:: Stored data

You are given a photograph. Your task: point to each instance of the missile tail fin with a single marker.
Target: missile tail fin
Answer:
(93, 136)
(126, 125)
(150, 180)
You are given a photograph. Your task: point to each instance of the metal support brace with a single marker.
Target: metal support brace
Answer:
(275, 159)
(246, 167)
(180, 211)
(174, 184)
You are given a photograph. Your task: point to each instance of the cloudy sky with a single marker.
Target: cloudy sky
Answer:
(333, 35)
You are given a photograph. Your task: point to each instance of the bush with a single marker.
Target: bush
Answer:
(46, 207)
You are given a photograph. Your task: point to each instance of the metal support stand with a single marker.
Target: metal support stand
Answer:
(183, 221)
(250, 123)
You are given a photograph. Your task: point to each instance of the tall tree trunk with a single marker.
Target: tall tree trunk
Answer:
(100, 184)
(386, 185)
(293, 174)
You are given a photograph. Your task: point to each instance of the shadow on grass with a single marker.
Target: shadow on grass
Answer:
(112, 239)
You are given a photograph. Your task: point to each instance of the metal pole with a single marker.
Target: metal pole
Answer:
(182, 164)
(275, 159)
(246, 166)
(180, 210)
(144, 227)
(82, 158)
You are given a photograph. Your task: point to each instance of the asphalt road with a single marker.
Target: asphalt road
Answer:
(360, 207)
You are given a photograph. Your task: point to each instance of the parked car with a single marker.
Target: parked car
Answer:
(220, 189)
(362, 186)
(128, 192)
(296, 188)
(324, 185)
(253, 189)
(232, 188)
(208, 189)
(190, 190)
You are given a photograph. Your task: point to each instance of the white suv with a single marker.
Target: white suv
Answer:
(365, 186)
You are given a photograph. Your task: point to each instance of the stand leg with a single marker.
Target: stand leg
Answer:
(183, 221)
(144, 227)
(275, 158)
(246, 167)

::::

▶ [Task to carry out]:
Could you give the number of lines in the entries that contain the string "missile"? Only the number, please.

▶ [Output below]:
2